YASRI Yacoub SH, pembela Cik Nang, jauh-jauh hari katanya sudah
menyiapkan eksepsi. Tapi ketika tiba saatnya, hakim ketua
mengingatkan tak ada gunanya melakukan hal tersebut. Ternyata
sang pembela mengalah: menerima persidangan tanpa tangkisan.
Demikian juga pembela-pembela untuk perkara Boediadji dan Makka
Malik.
Eksepsi umumnya berkisar pada kompetensi pengadilan untuk
memeriksa perkara termauk di dalamnya perihal tuduhan jaksa --
walaupun tangkisan-tangkisan tersebut, sepanjang sejarah
pengadilan, pada umumnya ditolak oleh majelis hakim.
Dengan demikian pengadilan tinggal mengikuti arah sebagaimana
terungkap dalam tuntutan jaksa.
Terhadap Boediadji, Makka Malik dan Cik Nang yang sedang diadili
di Balikpapan itu, UU No. 11/PNPS/1963 tentang Pemberantasan
Kegiatan Subversi adalah tuduhan Utama, alias tuduhan primer.

Baris dataset tentang letak objek:

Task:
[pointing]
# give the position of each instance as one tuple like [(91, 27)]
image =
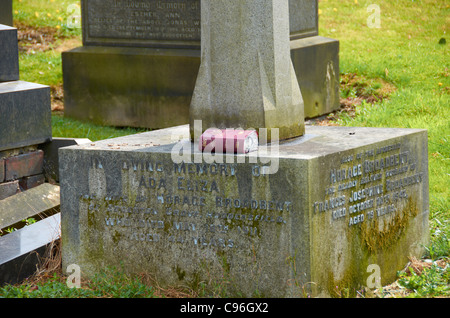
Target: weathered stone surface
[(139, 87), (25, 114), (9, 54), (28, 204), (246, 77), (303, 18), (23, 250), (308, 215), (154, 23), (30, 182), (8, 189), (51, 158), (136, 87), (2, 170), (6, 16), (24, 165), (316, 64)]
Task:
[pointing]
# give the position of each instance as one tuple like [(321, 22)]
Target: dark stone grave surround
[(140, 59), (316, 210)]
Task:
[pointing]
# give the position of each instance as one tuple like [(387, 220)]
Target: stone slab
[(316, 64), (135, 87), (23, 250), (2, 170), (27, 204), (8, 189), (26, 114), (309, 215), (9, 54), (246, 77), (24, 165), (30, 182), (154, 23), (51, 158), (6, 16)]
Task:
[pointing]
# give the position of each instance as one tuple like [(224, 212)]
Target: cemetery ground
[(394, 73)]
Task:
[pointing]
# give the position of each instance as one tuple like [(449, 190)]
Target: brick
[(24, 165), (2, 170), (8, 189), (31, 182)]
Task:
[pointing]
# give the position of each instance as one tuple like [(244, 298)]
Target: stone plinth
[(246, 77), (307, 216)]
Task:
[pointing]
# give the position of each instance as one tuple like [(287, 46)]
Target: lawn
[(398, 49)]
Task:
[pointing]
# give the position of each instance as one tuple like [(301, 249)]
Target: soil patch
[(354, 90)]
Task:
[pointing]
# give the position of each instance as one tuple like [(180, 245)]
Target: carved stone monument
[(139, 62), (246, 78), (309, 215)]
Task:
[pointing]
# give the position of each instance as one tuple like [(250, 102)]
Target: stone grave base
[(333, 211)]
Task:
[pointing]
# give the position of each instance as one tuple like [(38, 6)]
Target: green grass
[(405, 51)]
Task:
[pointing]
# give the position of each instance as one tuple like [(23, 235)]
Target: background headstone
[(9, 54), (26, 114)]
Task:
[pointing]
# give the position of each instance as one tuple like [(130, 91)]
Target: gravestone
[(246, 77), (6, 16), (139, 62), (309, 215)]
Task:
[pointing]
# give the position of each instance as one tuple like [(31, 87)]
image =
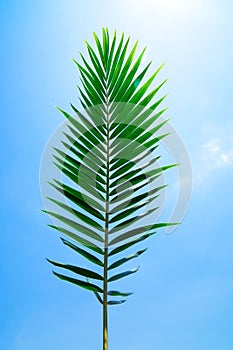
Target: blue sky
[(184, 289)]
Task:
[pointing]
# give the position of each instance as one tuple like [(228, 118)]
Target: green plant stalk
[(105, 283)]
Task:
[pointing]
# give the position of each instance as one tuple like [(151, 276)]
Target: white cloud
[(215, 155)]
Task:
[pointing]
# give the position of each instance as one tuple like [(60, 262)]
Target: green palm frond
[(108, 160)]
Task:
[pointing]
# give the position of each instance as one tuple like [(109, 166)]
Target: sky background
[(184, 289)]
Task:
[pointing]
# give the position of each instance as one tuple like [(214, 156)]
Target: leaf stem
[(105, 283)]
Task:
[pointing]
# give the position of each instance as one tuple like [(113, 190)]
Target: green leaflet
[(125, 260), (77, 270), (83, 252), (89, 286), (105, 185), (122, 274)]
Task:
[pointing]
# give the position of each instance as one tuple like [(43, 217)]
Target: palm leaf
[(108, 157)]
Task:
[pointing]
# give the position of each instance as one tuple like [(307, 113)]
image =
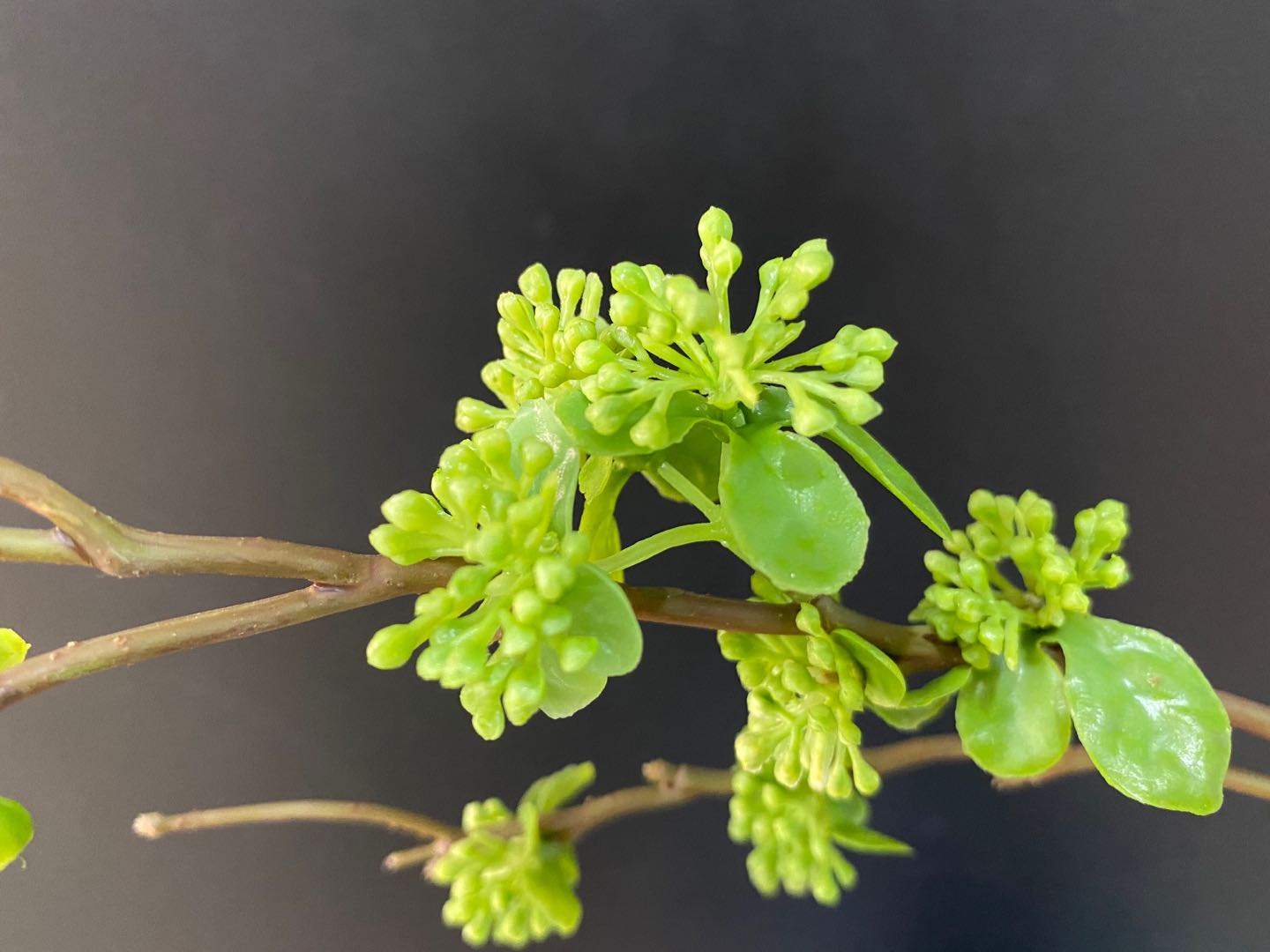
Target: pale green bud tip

_Tujuan A:_
Tulis ulang bagian petikan tentang sidang di Balikpapan, mulai dari "Demikian juga pembela-pembela" hingga "alias tuduhan primer.".
_Tujuan B:_
Menurut petikan tentang sidang di Balikpapan, undang-undang apa yang menjadi tuduhan primer terhadap Boediadji, Makka Malik, dan Cik Nang?
_Tujuan C:_
Teruskan petikan tentang sidang di Balikpapan, dimulai sesudah kalimat terakhirnya.

_Jawaban Benar A:_
Demikian juga pembela-pembela untuk perkara Boediadji dan Makka
Malik.
Eksepsi umumnya berkisar pada kompetensi pengadilan untuk
memeriksa perkara termauk di dalamnya perihal tuduhan jaksa --
walaupun tangkisan-tangkisan tersebut, sepanjang sejarah
pengadilan, pada umumnya ditolak oleh majelis hakim.
Dengan demikian pengadilan tinggal mengikuti arah sebagaimana
terungkap dalam tuntutan jaksa.
Terhadap Boediadji, Makka Malik dan Cik Nang yang sedang diadili
di Balikpapan itu, UU No. 11/PNPS/1963 tentang Pemberantasan
Kegiatan Subversi adalah tuduhan Utama, alias tuduhan primer.

_Jawaban Benar B:_
UU No. 11/PNPS/1963 tentang Pemberantasan Kegiatan Subversi.

_Jawaban Benar C:_
Peraturan yang satu ini memang cukup mashur dan meremangkan bulu
roma. Baik Boediadji, Makka Malik dan Cik Nang dalam tuduhan
primer dituduh melanggar pasal yang sama, yaitu: pasal 1 ayat 1
angka 1 b dan d serta pasal 13. Tuduhan itu berkisar pada
perbuatan "menggulingkan, merusak atau merongrong kekuasaan
negara atau kewibawaan pemerintah yang sah atau aparatur
negara", serta "mengganggu, menghambat atau mengacaukan bagi
industri, produksi, distribusi, perdagangan, koperasi atau
pengangkutan yang diselenggarakan oleh pemerintah atau
berdasarkan keputusan pemerintah, atau yang mempunyai pengaruh
luas terhadap hajat hidup rakyat". Barangsiapa terjaring oleh
ketentuan-ketentuan ini diancam dengan hukuman mati, seumur
hidup tau 20 tahun.
Ketiga tertuduh menolak keras tuduhan maut ini. "Saya menolak
tuduhan subversi, karena saya tidak merasa melakukan tindak
pidana tersebut", tangkis Boediadji.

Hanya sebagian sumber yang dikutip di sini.